WHAT IS NEEDED – Reproduce the rows below from the line containing "Where can you see the cow's head" through the end of the rows, substituting "pine tree" for "evergreen tree" and leaving everything else unchanged.

----

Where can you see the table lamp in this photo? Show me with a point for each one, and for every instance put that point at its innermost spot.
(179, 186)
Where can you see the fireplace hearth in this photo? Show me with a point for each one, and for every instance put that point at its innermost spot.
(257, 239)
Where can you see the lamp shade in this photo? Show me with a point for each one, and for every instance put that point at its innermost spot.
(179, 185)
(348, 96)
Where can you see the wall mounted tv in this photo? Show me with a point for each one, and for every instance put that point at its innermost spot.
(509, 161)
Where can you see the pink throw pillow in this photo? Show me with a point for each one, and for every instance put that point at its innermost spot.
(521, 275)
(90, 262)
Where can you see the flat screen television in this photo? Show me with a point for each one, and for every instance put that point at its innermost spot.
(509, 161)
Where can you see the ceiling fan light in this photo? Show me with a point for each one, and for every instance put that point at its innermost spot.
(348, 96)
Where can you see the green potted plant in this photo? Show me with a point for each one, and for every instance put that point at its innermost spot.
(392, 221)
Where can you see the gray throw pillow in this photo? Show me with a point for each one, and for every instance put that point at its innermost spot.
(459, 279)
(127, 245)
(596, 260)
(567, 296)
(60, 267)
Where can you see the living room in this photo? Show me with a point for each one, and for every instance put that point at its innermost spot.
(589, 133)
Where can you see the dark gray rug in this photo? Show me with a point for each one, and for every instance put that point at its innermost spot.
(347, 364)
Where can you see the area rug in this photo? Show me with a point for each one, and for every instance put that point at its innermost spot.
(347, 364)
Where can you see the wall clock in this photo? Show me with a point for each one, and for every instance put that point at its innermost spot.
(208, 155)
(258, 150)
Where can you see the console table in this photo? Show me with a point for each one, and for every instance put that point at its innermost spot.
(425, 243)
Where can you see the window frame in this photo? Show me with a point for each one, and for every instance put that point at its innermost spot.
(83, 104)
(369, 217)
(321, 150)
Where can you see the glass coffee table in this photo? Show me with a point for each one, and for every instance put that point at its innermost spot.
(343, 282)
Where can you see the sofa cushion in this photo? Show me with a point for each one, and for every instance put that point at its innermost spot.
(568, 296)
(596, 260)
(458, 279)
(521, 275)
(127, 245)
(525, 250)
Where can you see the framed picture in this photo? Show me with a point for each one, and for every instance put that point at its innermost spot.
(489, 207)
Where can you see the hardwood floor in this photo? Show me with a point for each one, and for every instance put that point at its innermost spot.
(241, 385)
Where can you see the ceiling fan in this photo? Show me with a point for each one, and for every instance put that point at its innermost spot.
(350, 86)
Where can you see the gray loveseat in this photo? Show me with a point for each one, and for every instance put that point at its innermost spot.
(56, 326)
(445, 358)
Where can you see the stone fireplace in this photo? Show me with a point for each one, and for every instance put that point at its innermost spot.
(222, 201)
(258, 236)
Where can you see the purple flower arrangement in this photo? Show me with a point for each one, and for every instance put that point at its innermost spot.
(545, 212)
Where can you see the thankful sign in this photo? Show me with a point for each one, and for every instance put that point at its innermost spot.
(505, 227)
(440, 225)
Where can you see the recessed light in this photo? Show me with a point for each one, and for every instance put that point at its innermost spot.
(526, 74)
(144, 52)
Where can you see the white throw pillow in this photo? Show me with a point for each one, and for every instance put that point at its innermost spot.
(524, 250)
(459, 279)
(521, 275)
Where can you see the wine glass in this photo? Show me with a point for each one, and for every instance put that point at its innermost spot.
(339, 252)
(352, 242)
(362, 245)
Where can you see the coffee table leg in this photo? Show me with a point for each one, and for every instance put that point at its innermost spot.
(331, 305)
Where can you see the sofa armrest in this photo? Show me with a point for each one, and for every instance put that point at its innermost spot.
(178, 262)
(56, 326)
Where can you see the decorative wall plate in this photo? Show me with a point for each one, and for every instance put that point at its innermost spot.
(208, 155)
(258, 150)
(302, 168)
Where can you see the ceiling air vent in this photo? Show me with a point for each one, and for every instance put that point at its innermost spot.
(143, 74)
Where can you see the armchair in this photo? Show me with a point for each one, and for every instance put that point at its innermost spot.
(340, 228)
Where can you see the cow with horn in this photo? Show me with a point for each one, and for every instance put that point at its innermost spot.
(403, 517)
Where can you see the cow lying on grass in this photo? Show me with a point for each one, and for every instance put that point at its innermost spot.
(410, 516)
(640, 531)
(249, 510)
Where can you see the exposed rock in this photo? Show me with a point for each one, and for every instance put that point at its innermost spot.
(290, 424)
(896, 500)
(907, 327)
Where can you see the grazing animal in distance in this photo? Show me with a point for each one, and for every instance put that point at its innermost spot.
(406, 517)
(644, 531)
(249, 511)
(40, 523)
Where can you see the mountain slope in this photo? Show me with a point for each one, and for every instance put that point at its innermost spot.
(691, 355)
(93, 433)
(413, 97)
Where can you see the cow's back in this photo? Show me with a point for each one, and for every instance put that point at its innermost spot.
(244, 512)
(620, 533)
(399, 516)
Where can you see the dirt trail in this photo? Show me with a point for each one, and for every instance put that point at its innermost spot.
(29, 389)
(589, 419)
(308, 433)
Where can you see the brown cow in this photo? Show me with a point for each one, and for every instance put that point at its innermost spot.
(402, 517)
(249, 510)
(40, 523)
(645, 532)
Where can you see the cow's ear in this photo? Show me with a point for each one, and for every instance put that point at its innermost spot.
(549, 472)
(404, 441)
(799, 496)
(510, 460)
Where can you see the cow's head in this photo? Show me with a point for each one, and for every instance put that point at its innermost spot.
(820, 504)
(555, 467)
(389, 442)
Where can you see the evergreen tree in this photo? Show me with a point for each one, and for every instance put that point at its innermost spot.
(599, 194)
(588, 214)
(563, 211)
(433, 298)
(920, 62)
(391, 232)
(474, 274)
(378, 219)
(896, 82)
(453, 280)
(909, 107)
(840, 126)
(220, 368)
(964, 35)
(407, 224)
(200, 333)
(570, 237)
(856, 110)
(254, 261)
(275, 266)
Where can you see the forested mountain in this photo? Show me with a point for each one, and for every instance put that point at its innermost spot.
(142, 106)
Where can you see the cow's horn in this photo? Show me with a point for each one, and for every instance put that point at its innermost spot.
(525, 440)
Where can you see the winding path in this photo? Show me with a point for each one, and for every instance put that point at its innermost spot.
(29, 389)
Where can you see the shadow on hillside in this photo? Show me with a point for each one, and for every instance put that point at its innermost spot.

----

ANSWER TO THIS PROBLEM –
Where can you see the cow's head in this photo? Show me with a point for each one, and for every instance put that point at its innermost spot.
(820, 504)
(555, 467)
(389, 442)
Where can you see the pine tree in this photo? Show me with a point for each one, and for every instance put that point at its innermost spot.
(599, 194)
(588, 214)
(563, 211)
(433, 298)
(920, 62)
(391, 232)
(474, 274)
(378, 219)
(896, 82)
(453, 280)
(909, 107)
(840, 126)
(220, 368)
(964, 35)
(407, 224)
(200, 333)
(570, 237)
(856, 110)
(254, 261)
(275, 266)
Where can you see the forested mountain in this photo? Show me with a point for each one, and for every instance put that point at its innermost spot.
(142, 106)
Where can you see the cow's horn in this photo? Show me with a point for each one, and for every instance put that point at its innermost spot.
(525, 440)
Where can you see the winding path in this photo? Show me with a point for each one, and for every instance put that point at its innermost spot.
(29, 389)
Where can you see the shadow on hillside in this photo? Show me with a point for each one, and for every instance put that point at its innermost spot.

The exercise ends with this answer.